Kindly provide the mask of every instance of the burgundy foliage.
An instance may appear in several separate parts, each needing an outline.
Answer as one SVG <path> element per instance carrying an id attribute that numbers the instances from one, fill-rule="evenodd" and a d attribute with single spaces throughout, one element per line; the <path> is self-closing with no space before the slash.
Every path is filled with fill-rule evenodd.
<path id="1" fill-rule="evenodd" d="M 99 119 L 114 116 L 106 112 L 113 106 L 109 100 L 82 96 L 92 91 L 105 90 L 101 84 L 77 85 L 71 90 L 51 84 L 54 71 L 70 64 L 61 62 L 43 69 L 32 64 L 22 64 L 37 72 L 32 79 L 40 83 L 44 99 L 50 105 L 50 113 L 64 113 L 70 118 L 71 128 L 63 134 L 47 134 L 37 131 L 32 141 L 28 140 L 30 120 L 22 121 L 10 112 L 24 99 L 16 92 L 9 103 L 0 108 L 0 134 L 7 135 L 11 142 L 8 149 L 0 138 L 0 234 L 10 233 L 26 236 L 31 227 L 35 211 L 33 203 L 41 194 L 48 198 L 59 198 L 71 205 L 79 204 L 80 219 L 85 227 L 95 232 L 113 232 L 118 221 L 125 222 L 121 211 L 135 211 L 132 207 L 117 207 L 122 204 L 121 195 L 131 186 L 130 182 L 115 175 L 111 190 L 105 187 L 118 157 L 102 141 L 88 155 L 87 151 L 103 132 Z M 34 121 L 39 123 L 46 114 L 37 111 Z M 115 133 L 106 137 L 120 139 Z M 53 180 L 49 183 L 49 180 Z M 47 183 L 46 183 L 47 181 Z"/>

* * *

> EXERCISE DESCRIPTION
What's wanted is a faithful copy of each entry above.

> ANSWER FOR THE TASK
Kindly provide the mask of every instance of the burgundy foliage.
An instance may appear in several separate parts, each needing an outline.
Answer as one SVG <path> element per instance carrying an id attribute that numbers the instances from one, fill-rule="evenodd" and a d attribute with single spaces throughout, one element per line; the <path> is self-closing with no space before the slash.
Every path is filled with fill-rule evenodd.
<path id="1" fill-rule="evenodd" d="M 99 119 L 114 116 L 106 112 L 113 106 L 109 100 L 82 96 L 92 91 L 105 90 L 101 84 L 77 85 L 71 90 L 51 84 L 54 71 L 70 64 L 61 62 L 43 69 L 32 64 L 22 64 L 37 72 L 32 79 L 40 83 L 44 99 L 50 105 L 50 113 L 64 113 L 70 118 L 71 128 L 63 134 L 47 134 L 37 131 L 32 141 L 28 140 L 30 120 L 22 121 L 10 112 L 24 99 L 16 92 L 9 103 L 0 108 L 0 134 L 7 135 L 11 142 L 8 149 L 0 138 L 0 234 L 10 233 L 26 236 L 31 227 L 35 211 L 33 203 L 41 194 L 48 198 L 59 198 L 71 205 L 79 204 L 80 219 L 85 227 L 95 232 L 113 232 L 118 221 L 125 222 L 121 211 L 135 211 L 132 207 L 117 207 L 122 204 L 121 195 L 131 186 L 130 182 L 115 175 L 111 190 L 105 187 L 118 157 L 102 141 L 88 155 L 87 151 L 103 132 Z M 34 121 L 39 123 L 46 114 L 37 111 Z M 115 133 L 106 137 L 120 139 Z M 53 180 L 49 183 L 49 180 Z M 47 183 L 46 183 L 47 181 Z"/>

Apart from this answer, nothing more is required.